* Aim of the task *
Each record is to be transcribed exactly.

* Input *
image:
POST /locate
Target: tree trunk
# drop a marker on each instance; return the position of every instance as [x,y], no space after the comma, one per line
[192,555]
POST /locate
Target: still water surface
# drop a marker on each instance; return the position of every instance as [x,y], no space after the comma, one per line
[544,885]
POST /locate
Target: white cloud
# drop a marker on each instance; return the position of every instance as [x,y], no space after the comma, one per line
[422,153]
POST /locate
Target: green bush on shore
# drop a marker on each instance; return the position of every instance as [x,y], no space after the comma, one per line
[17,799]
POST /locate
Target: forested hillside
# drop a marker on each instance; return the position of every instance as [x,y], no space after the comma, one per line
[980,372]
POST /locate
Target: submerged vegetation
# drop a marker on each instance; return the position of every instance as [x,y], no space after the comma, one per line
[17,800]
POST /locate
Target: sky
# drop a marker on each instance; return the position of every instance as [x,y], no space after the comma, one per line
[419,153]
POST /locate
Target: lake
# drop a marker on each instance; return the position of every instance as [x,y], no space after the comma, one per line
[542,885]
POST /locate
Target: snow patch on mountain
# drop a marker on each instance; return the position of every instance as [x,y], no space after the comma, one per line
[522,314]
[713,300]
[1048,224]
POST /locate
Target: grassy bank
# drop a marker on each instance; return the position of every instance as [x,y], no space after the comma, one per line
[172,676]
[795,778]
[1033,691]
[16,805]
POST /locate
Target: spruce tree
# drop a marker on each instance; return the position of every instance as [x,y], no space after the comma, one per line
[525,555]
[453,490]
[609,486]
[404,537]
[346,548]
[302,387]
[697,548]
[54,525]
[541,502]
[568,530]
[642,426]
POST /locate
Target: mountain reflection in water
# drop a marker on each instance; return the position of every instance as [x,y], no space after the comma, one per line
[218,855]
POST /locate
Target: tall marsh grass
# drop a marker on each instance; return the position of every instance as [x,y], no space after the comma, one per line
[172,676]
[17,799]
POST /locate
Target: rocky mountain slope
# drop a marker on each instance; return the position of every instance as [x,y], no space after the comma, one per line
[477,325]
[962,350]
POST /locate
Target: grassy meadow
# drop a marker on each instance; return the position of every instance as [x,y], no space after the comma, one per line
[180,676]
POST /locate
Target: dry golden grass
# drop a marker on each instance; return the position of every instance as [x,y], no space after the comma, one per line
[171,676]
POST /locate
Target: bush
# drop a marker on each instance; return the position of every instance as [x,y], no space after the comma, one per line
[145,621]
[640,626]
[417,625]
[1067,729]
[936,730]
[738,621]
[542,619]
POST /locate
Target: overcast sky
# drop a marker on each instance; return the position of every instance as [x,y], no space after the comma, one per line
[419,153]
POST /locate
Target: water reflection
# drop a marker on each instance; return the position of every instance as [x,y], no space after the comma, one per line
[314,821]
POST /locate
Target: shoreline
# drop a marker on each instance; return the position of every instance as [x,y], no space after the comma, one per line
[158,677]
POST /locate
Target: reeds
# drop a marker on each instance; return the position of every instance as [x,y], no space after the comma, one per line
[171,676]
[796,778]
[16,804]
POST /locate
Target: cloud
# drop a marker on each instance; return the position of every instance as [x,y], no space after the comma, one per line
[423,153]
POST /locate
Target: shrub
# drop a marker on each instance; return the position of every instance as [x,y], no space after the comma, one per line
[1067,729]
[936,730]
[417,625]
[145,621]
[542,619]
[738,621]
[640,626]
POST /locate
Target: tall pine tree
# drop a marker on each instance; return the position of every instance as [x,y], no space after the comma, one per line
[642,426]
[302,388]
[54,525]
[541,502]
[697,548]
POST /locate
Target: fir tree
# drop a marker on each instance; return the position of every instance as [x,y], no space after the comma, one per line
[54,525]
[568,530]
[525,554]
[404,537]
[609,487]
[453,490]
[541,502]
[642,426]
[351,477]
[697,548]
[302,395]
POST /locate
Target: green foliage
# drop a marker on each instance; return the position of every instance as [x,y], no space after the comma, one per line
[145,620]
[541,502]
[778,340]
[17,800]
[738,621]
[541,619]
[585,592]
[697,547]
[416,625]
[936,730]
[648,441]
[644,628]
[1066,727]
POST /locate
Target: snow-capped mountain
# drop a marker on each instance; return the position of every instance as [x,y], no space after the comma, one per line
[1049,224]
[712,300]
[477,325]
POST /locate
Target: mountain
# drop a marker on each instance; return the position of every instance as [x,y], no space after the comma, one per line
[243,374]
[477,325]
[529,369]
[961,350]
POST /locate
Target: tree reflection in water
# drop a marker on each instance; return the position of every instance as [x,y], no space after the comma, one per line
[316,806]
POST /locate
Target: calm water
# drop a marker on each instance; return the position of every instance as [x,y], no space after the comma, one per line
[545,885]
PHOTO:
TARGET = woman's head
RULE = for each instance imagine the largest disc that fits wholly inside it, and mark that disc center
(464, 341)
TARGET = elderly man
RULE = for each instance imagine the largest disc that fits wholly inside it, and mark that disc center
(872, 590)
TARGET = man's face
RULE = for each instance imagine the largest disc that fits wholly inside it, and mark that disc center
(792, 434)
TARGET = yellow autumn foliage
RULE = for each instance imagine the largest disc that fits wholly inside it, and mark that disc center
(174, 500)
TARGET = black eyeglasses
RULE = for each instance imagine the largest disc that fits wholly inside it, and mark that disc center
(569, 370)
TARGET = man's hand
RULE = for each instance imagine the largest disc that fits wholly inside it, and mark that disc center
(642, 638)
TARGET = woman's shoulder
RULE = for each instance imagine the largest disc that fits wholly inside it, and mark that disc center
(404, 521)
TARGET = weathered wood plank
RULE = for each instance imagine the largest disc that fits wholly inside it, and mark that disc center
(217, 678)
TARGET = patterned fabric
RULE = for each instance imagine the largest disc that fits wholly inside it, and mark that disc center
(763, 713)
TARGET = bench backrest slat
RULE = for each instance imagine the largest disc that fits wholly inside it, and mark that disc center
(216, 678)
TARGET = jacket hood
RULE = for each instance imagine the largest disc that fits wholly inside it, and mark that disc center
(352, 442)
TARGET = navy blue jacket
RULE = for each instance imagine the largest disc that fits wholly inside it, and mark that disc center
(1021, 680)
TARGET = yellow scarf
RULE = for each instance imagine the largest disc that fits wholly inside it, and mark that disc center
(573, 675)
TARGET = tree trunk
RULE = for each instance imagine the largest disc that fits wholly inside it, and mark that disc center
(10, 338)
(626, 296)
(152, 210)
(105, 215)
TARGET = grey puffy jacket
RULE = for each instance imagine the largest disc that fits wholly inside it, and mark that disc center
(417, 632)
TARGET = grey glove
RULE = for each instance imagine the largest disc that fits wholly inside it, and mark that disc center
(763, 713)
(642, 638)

* Your response *
image:
POST /locate
Target: tree trunk
# drop a marker on each instance; return the position of every instance as [x,y], no space after the comma, one per line
[192,555]
POST /locate
Target: still water surface
# drop a marker on each instance; return the position of every instance as [x,y], no space after the comma, one per line
[544,885]
POST /locate
Target: white cloud
# drop a marker on each instance; return the position of every instance as [x,y], no space after the comma, one per line
[422,153]
POST /locate
Target: green bush on shore
# drop a marker on each instance; return the position of every instance as [x,y], no space after the comma, one per line
[17,799]
POST /locate
Target: forested hillside
# drop a marker on each instance; return the position of every instance as [x,y], no space after the comma, one per line
[980,372]
POST /locate
Target: submerged vegetation
# drop a marker on each instance; return the position of every instance as [x,y], no space after the comma, one per line
[17,800]
POST /locate
Target: sky
# drop a marker on each instance; return the position of every instance as [x,y], no space after the comma, one per line
[419,153]
POST /locate
Target: lake
# drop a marker on each instance; return the position of every instance as [x,y], no space after the comma, one per line
[542,885]
POST /locate
Target: snow patch on mountain
# drop a marker on each instance; return the position of every instance as [x,y], no space after the comma, one per line
[522,314]
[713,300]
[1048,224]
POST /locate
Target: grassy bank
# drop a marker on each instance; return the position of every instance as [x,y], no space after the comma, one per line
[172,676]
[795,778]
[1033,691]
[16,805]
POST /locate
Target: spruce tree
# drop a marker on each instance; return the position of every instance as [x,y], no space after the comma, one per line
[525,555]
[453,490]
[609,486]
[404,537]
[346,548]
[302,387]
[697,548]
[54,525]
[541,502]
[568,530]
[642,426]
POST /locate
Target: mountain reflection in water
# drop a marker on each instance; return the position of every instance as [x,y], no space after the comma, one per line
[218,855]
POST /locate
Target: tall marsh grass
# drop a marker on each instance; return the position of every instance as [x,y], no space after the comma, one per line
[172,676]
[17,799]
POST /locate
Target: rocky mountain slope
# drop a marker on each instance; return the position of every instance as [x,y], no space after the comma, one per line
[477,325]
[962,350]
POST /locate
Target: grassy meadow
# drop a marker on each instance; return the position of every instance as [x,y], no space after the comma, one per line
[180,676]
POST /locate
Target: dry golden grass
# drop a marker on each instance; return the position of every instance as [x,y], no space after the comma, one per line
[171,676]
POST /locate
Target: bush
# drop a marker on each instance; return the position of every instance as [x,y], no space after the comma, one per line
[145,621]
[640,626]
[417,625]
[1067,729]
[936,730]
[738,621]
[542,619]
POST /locate
Target: overcast sky
# drop a marker on each instance; return the position of every instance as [x,y], no space after the comma, one per line
[419,153]
POST /locate
Target: water reflection
# drop a marker on each instance; return the position of every instance as [x,y], no space after the comma, one per line
[314,821]
POST /locate
Target: shoreline
# drop a marker on each instance; return the position of every instance as [x,y], no space after the comma, one per line
[158,677]
POST /locate
Target: reeds
# drop a marker on each instance; return the position of every instance as [x,y], no space after the comma, one per line
[171,676]
[796,778]
[16,804]
POST /locate
Target: cloud
# drop a marker on each instance; return the position of every instance as [x,y], no space after the comma, one per line
[423,153]
POST /locate
Target: shrub
# drop a marker on each instance; return the position of every instance as [x,y], no space after the comma, one per line
[1067,729]
[936,730]
[417,625]
[145,621]
[542,619]
[738,621]
[640,626]
POST /locate
Target: tall pine tree
# drop a marker on each instance; return the position of every instance as [x,y], no space after the comma, one per line
[642,426]
[302,388]
[54,525]
[541,502]
[697,548]
POST /locate
Target: fir tree
# drop a marker on each instance; return the position of every instance as [x,y], no space after the comma, one per line
[54,525]
[568,530]
[525,554]
[404,537]
[609,487]
[453,490]
[541,502]
[642,426]
[351,477]
[697,548]
[302,395]
POST /locate
Target: green foliage
# drop a marker on each instance; return the position of every instance as [x,y], no space after the comma, one per line
[145,620]
[541,502]
[778,340]
[17,800]
[738,621]
[541,619]
[585,592]
[697,547]
[416,625]
[936,730]
[648,441]
[644,628]
[1066,727]
POST /locate
Target: snow-capped mountain
# drop a marker on each instance; return the position of every instance as [x,y], no space after the comma, one per line
[1049,224]
[712,300]
[477,325]
POST /locate
Target: mountain
# drop a marker on each instance; return the position of every instance as [x,y], no space after the comma, one per line
[243,374]
[477,325]
[529,369]
[961,350]
POST /locate
Target: tree reflection in water
# drop a marker on each instance; return the position of every instance as [x,y], no space after the comma, one per line
[316,806]
POST /locate
Target: calm water
# drop a marker on each instance; return the position of every instance as [x,y], no space after the comma, one per line
[545,885]
PHOTO:
TARGET = woman's head
RULE = for each instance imagine the largest disc that fits wholly inside it, and mark that disc center
(464, 341)
TARGET = elderly man
RULE = for each instance imagine the largest disc that fits wholly inside it, and mark that disc center
(872, 590)
TARGET = man's face
RULE = for each instance imagine the largest disc that fits wholly inside it, and mark that disc center
(792, 434)
TARGET = yellow autumn foliage
RULE = for each instance imagine the largest disc that fits wholly inside it, and mark that disc center
(174, 500)
TARGET = black eyeglasses
RULE = for each instance imagine the largest disc that fits wholly inside it, and mark that disc center
(569, 370)
TARGET = man's hand
RULE = for each instance imagine the largest disc that fits wholly inside it, and mark that disc center
(642, 638)
TARGET = woman's shoulder
RULE = for each instance imagine the largest disc that fits wholly inside it, and mark that disc center
(404, 521)
TARGET = weathered wood plank
RULE = for each instance imagine the largest disc that fits wholly inside it, and mark that disc center
(217, 678)
TARGET = patterned fabric
RULE = for each instance imagine the largest disc that fits wholly inside it, and mark that disc center
(763, 713)
TARGET = bench backrest slat
RULE = for each instance imagine the largest disc that fits wholly inside it, and mark that disc center
(216, 678)
TARGET = jacket hood
RULE = for each instance imagine the largest disc that fits wholly inside it, and mark that disc center
(352, 442)
TARGET = navy blue jacket
RULE = for each instance imagine the largest disc that fits wholly inside it, and mark that disc center
(1021, 680)
TARGET = yellow scarf
RULE = for each instance imagine the largest disc that fits wholly inside it, and mark that disc center
(573, 675)
TARGET = tree trunk
RULE = for each instance imagine the largest disc that fits wholly inside it, and mark that disc center
(10, 338)
(626, 296)
(152, 210)
(105, 215)
TARGET = grey puffy jacket
RULE = for each instance imagine the largest disc that fits wholly inside it, and mark that disc center
(417, 632)
TARGET = grey glove
RULE = for each instance imagine the largest disc that fits wholly inside it, and mark that disc center
(763, 713)
(642, 638)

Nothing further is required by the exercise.